Bacaan Latihan |
────────────────

Case #39 - Seorang penjual bunga yang kuat


Ketika saya meminta seorang sukarelawan, Fran mengangkat tangan. Saya sudah memperhatikan dia sebelumnya, karena dia adalah orang yang pertama kali bertanya. Dari pada bertanya padanya, saya memulai dengan hal-hal yang berkaitan dengan hubungan yang sudah saya bangun bersama dengannya - hal-hal yang saya ketahui, dan kemudian respon saya terhadap aspek-aspek tersebut berdasarkan pengalaman saya tentang dirinya.

Dia bilang dia sering menjadi orang pertama yang mengajukan diri, dan saya bilang kalau saya juga begitu. Hal ini segera menciptakan suatu dasar yang menghubungkan kami. Saya bertanya pekerjaan apa yang ditekuninya - dia bilang penjual bunga, tapi dia bilang dia ingin membuka toko bunga miliknya sendiri, dan dia sedang berusaha mewujudkannya. Saya bisa melihat bahwa dia adalah seorang wanita muda yang penuh percaya diri, dan saya bilang padanya ketika saya mendengar rencananya itu, saya percaya dia bisa.

Sekali lagi, ini meletakkan sebuah dasar hubungan, dan menerima apa yang akan muncul nantinya, dalam hal proses. Saya bertanya tentang bunga yang paling disukainya. Dia bilang bunga matahari. Saya mengaitkan bagaimana saya menyukai bunga tersebut, dan apa yang saya suka dari bunga tersebut. Dia kemudian bilang kalau dia menyukai banyak hal dari bunga tersebut - bunga tersebut terlihat ceria, bercahaya, kuat, tinggi... Dia melakukan penekanan pada kata 'kuat', jadi saya bertanya bagaimana dia bisa merasa kalau dirinya itu kuat. Dia menjelaskan bahwa dia memang kuat, dan dia senang dengan hal itu, meskipun dia merasa bahwa ketika dia sedang marah dia bisa bersikap destruktif.

────────────────

Informasi yang Diberikan |
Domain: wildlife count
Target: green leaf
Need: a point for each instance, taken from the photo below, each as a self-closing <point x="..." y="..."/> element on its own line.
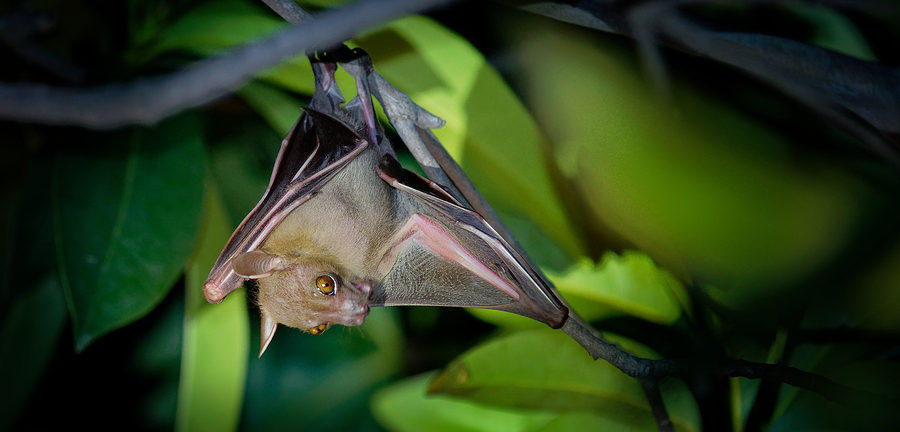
<point x="834" y="30"/>
<point x="406" y="406"/>
<point x="545" y="369"/>
<point x="323" y="382"/>
<point x="629" y="284"/>
<point x="701" y="187"/>
<point x="29" y="331"/>
<point x="216" y="337"/>
<point x="125" y="216"/>
<point x="214" y="26"/>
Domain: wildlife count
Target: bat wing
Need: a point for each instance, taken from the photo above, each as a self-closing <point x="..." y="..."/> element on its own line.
<point x="316" y="148"/>
<point x="448" y="255"/>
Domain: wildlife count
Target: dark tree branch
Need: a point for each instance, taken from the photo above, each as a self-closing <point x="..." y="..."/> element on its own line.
<point x="289" y="10"/>
<point x="148" y="100"/>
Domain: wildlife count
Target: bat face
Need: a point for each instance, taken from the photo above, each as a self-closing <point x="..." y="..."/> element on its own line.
<point x="312" y="294"/>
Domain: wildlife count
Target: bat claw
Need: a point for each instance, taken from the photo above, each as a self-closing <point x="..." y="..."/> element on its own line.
<point x="213" y="292"/>
<point x="266" y="332"/>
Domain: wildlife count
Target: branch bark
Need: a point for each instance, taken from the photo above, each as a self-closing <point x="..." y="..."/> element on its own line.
<point x="149" y="100"/>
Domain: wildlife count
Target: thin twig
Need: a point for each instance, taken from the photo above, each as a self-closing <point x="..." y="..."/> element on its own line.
<point x="149" y="100"/>
<point x="290" y="11"/>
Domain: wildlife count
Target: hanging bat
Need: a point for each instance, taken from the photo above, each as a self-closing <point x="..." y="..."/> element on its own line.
<point x="342" y="227"/>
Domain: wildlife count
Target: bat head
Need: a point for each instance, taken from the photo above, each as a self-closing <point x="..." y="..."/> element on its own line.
<point x="306" y="291"/>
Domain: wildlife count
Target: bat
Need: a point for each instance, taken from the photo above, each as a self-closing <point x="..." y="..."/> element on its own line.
<point x="343" y="226"/>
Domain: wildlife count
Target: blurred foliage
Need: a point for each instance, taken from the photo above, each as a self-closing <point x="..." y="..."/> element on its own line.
<point x="719" y="219"/>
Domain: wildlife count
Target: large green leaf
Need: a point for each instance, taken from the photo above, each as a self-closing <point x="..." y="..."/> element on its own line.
<point x="545" y="369"/>
<point x="700" y="186"/>
<point x="125" y="215"/>
<point x="212" y="27"/>
<point x="629" y="284"/>
<point x="216" y="337"/>
<point x="29" y="331"/>
<point x="406" y="406"/>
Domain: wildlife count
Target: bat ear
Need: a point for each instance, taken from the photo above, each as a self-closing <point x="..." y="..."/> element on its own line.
<point x="257" y="264"/>
<point x="266" y="332"/>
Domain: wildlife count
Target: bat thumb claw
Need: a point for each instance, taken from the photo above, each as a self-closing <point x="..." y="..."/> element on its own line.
<point x="266" y="332"/>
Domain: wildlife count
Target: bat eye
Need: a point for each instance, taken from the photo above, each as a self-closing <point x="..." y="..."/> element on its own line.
<point x="317" y="330"/>
<point x="326" y="284"/>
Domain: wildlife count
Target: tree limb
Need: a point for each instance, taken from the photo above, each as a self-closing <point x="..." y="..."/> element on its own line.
<point x="149" y="100"/>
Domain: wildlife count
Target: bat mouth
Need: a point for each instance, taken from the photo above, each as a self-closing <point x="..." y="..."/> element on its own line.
<point x="364" y="288"/>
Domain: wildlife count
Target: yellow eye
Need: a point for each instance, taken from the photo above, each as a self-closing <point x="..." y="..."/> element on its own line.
<point x="326" y="284"/>
<point x="317" y="330"/>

────────────────

Tugas Dikerjakan |
1) Jawab pertanyaan berikut berdasarkan bacaan tentang Fran.
(a) Apa pekerjaan Fran?
(b) Bunga apa yang paling disukai Fran?
(c) Kata apa yang diberi penekanan oleh Fran saat menggambarkan bunga itu?
2) Gantilah "sukarelawan" dengan "relawan" dalam bacaan tentang Fran, lalu tulis ulang bagian yang dimulai dari kata-kata "Case #39 - Seorang" dan berakhir setelah "saya tentang dirinya.".

Jawaban yang Diharapkan |
1)
(a) Penjual bunga.
(b) Bunga matahari.
(c) Kata 'kuat'.

2)
Case #39 - Seorang penjual bunga yang kuat


Ketika saya meminta seorang relawan, Fran mengangkat tangan. Saya sudah memperhatikan dia sebelumnya, karena dia adalah orang yang pertama kali bertanya. Dari pada bertanya padanya, saya memulai dengan hal-hal yang berkaitan dengan hubungan yang sudah saya bangun bersama dengannya - hal-hal yang saya ketahui, dan kemudian respon saya terhadap aspek-aspek tersebut berdasarkan pengalaman saya tentang dirinya.